Parts of the exercise:
**1)** List the signs that the autism diagnosis account says were becoming clearer from about the age of three.
**2)** Print the section of the autism diagnosis account starting at "It wasn’t until" and ending at "of her daughters.".

Selected excerpt:

Our Journey To Autism Diagnosis Part 1

Our journey to autism diagnosis – part 1

The word autism was always at the back of my mind even before Big Bear was born. My brother has Aspergers Syndrome, and although autism isn’t a genetic condition, it often runs in families.

Our journey to autism diagnosis began at our first meeting with the paediatrician, when Big Bear was showing signs of developmental delay. I asked the question about whether he could be autistic. No was the answer. I asked again and again at each appointment we had and still the answer was no. “He’s very sociable and he gives eye contact”, was the usual response.

In some ways it was reassuring. Sometimes, in the early days, I’d convince myself that it wasn’t autism, that it must be something else, yet it remained a niggle at the back of my mind.




From about the age of three, when he went to pre-school, the signs were becoming clearer: the fact he couldn’t deal with unexpected events or changes in plans; the necessity for routine; the difficulties communicating with his peers, the anxieties over noisy or echoey environments, and the meltdowns. But still, nobody else really picked up on these things and mentioned the ‘A word’.

It wasn’t until he went to school – thankfully with an Education and Healthcare Plan and a one-to-one in place – that autism was talked about. His amazing one-to-one had loads of experience with children with additional needs. She was also going through the diagnosis process with one of her daughters.

Record extracts:
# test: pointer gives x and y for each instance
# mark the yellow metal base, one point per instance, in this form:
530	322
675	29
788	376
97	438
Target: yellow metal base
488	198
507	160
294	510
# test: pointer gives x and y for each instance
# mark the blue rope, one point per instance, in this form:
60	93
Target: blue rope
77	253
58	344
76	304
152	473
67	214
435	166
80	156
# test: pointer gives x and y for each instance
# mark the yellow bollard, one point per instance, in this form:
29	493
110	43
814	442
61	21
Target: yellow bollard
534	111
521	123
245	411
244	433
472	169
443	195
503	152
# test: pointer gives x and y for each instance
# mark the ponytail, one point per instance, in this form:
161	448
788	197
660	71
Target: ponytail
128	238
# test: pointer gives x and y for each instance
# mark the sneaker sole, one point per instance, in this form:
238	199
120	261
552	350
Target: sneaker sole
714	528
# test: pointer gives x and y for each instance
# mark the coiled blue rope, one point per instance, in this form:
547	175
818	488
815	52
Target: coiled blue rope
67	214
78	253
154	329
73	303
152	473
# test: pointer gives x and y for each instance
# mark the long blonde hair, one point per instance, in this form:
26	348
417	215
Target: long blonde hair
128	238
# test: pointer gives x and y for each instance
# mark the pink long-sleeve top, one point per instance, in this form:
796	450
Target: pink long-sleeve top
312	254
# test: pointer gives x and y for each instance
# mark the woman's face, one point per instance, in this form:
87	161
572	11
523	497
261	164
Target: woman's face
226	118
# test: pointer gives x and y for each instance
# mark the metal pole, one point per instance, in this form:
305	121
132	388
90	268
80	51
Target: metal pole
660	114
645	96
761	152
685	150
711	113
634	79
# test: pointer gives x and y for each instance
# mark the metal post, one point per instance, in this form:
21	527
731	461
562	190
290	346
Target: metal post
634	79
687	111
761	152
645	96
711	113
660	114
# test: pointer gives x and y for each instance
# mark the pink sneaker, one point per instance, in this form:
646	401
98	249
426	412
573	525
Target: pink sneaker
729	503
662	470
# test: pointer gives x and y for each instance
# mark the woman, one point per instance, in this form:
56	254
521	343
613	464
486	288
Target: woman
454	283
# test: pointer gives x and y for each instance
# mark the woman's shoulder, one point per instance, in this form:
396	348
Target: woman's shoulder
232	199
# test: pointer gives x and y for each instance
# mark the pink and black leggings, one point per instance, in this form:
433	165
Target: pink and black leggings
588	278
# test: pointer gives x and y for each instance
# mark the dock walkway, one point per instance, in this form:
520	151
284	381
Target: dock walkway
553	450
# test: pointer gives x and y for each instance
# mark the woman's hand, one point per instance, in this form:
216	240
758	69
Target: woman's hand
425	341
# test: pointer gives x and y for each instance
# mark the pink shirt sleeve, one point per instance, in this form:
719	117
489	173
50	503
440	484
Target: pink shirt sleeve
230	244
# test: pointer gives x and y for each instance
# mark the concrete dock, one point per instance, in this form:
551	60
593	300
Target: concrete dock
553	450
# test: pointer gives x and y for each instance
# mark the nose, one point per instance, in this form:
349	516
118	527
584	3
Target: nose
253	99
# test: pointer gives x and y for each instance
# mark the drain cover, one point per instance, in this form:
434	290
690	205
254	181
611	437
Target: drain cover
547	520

Task solutions:
**1)**
- Not being able to deal with unexpected events or changes in plans
- The necessity for routine
- Difficulties communicating with his peers
- Anxieties over noisy or echoey environments
- Meltdowns

**2)**
It wasn’t until he went to school – thankfully with an Education and Healthcare Plan and a one-to-one in place – that autism was talked about. His amazing one-to-one had loads of experience with children with additional needs. She was also going through the diagnosis process with one of her daughters.